Поставленные задачи >>
A. Что, согласно разделу о праксеологическом аспекте, охватывает третья перспектива? Перечислите все названные составляющие.
B. Воспроизведите без изменений отрывок раздела о праксеологическом аспекте между словами "Третья перспектива затрагивает" и "рефлексия перформативности письма.", включая их.

1.3. Праксеологический аспект

Третья перспектива затрагивает практики, точнее праксеологическое измерение прикладной истории письма. Она охватывает и в буквальном смысле слова осязательные аспекты письма, и дифференциацию областей его применения вкупе с формальной функционализацией, и вопросы, связанные с его институционализацией. Именно на примере этих последних особенно отчетливо видно, сколь тесной является связь письма как общественной практики с политическими инстанциями, воплощающими авторитет. Фокусировка на письме как праксисе предполагает учет материального измерения письма. Понятие и концепт письма как действия подчеркивают то обстоятельство, что письмо – это процесс, в котором и актанты, и реципиенты вступают в интеракцию с текстами, имеющую в том числе физическое измерение. Праксеология письма, таким образом, может быть понята в самом широком смысле как рефлексия перформативности письма.

Фрагменты строк >>

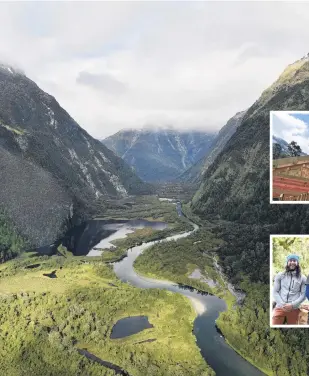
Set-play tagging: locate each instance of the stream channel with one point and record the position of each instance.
(214, 349)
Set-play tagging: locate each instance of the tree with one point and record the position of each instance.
(277, 149)
(294, 149)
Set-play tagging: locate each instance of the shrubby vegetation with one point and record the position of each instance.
(11, 244)
(151, 209)
(176, 260)
(44, 321)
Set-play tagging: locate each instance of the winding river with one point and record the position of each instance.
(217, 353)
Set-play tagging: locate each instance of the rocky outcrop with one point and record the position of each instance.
(51, 170)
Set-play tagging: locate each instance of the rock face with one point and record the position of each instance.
(236, 185)
(51, 169)
(194, 174)
(159, 155)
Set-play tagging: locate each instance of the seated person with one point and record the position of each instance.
(288, 292)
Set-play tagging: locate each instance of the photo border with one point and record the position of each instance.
(271, 280)
(271, 157)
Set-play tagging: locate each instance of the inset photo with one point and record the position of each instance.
(289, 281)
(289, 157)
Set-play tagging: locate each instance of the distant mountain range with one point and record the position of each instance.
(160, 155)
(52, 170)
(195, 173)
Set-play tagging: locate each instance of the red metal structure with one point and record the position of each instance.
(291, 179)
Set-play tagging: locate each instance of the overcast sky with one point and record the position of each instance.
(292, 127)
(114, 65)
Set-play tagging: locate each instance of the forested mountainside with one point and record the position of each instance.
(52, 170)
(160, 155)
(236, 188)
(236, 185)
(195, 173)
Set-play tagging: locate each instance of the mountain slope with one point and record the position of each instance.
(236, 185)
(159, 155)
(51, 169)
(195, 173)
(284, 145)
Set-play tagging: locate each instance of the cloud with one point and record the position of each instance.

Результаты заданий >>
A.
- в буквальном смысле слова осязательные аспекты письма;
- дифференциация областей его применения вкупе с формальной функционализацией;
- вопросы, связанные с его институционализацией.

B.
Третья перспектива затрагивает практики, точнее праксеологическое измерение прикладной истории письма. Она охватывает и в буквальном смысле слова осязательные аспекты письма, и дифференциацию областей его применения вкупе с формальной функционализацией, и вопросы, связанные с его институционализацией. Именно на примере этих последних особенно отчетливо видно, сколь тесной является связь письма как общественной практики с политическими инстанциями, воплощающими авторитет. Фокусировка на письме как праксисе предполагает учет материального измерения письма. Понятие и концепт письма как действия подчеркивают то обстоятельство, что письмо – это процесс, в котором и актанты, и реципиенты вступают в интеракцию с текстами, имеющую в том числе физическое измерение. Праксеология письма, таким образом, может быть понята в самом широком смысле как рефлексия перформативности письма.